- **Document**
Sorry, I Didn't Know is a British panel show broadcast on ITV, in which panelists answer questions about Black history. A pilot aired on ITV2 in 2016 and the first series of four episodes aired in October 2020, as part of Black History Month. The programme is hosted by Jimmy Akingbola and has team captains Chizzy Akudolu and Judi Love. A second series of five episodes began in October 2021. A third series premiered on 2 October 2022, with Akingbola, Akudolu, and new team captain Eddie Kadi.

==Format==
The host Jimmy Akingbola asks two teams questions relating to Black history. Rounds variously show panelists attempting to finish a famous quote, work out the name of a Black person from yes/no questions, identify whether a fact presented by the other team is true or false, work out who invented particular technologies and when or match descriptions of people to their faces. In the final round, "General 'Tupidness", panelists buzz in to answer trivia questions about Black figures. Different round structures were used in the 2016 pilot.

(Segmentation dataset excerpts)
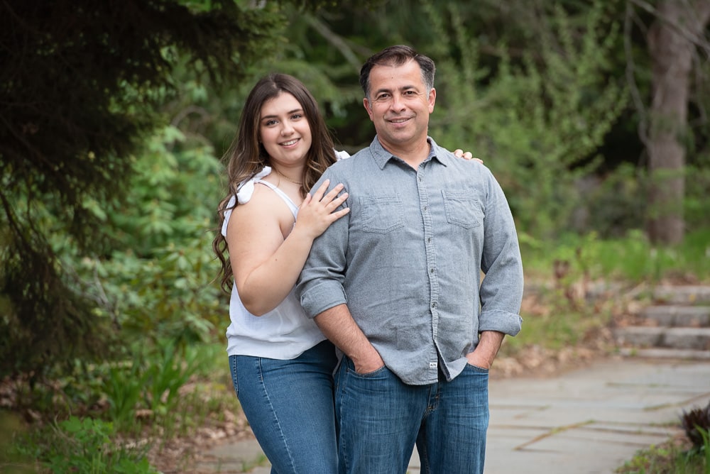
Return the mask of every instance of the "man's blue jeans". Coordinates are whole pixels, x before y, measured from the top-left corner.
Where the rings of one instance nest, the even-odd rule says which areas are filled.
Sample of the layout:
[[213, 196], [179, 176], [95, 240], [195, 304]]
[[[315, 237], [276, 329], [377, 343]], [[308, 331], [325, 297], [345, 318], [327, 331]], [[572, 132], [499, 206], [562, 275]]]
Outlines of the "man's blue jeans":
[[335, 375], [339, 472], [407, 471], [416, 443], [422, 473], [483, 473], [488, 373], [467, 365], [451, 382], [408, 385], [387, 368], [361, 375], [344, 357]]
[[337, 472], [336, 363], [327, 341], [290, 360], [229, 356], [234, 390], [272, 474]]

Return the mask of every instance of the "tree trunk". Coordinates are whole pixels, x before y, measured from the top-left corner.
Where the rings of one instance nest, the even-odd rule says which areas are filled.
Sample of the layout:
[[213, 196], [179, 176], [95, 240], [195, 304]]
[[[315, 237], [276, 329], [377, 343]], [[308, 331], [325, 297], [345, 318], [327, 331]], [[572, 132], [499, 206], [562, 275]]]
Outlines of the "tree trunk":
[[665, 0], [648, 32], [652, 64], [648, 132], [648, 236], [652, 242], [683, 240], [685, 134], [695, 43], [710, 17], [709, 0]]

- **Problem 1**
Repeat the stretch of the text about Sorry, I Didn't Know from "Sorry, I Didn't" through "captain Eddie Kadi.", swapping "panel show" for "quiz show".
- **Problem 2**
Answer these questions from the text about Sorry, I Didn't Know.
(a) On which channel did the 2016 pilot air?
(b) What is the name of the final round?
(c) Who was the new team captain in the third series?

- **Answer 1**
Sorry, I Didn't Know is a British quiz show broadcast on ITV, in which panelists answer questions about Black history. A pilot aired on ITV2 in 2016 and the first series of four episodes aired in October 2020, as part of Black History Month. The programme is hosted by Jimmy Akingbola and has team captains Chizzy Akudolu and Judi Love. A second series of five episodes began in October 2021. A third series premiered on 2 October 2022, with Akingbola, Akudolu, and new team captain Eddie Kadi.

- **Answer 2**
(a) ITV2
(b) "General 'Tupidness"
(c) Eddie Kadi